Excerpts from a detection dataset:
----------

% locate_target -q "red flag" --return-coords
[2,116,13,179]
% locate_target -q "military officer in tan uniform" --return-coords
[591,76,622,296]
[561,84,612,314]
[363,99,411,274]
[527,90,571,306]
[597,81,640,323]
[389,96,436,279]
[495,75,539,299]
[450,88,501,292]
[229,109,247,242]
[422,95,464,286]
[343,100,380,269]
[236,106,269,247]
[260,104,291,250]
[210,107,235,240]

----------

[Work required] Convert every line of the material above into a JSON list of strings, one string per line, with blank lines omitted.

[Task solution]
[
  "% locate_target -q \"red flag\" --return-coords",
  "[2,116,13,179]",
  "% locate_target -q \"military officer in tan uniform\" --return-coords",
  "[591,76,622,296]",
  "[561,84,612,314]",
  "[363,99,411,274]",
  "[527,90,571,306]",
  "[597,81,640,323]",
  "[389,96,436,279]",
  "[495,75,539,299]",
  "[450,88,501,292]",
  "[229,109,247,242]",
  "[422,95,464,286]",
  "[343,100,380,269]",
  "[236,106,269,247]",
  "[260,104,291,250]",
  "[210,107,235,240]"
]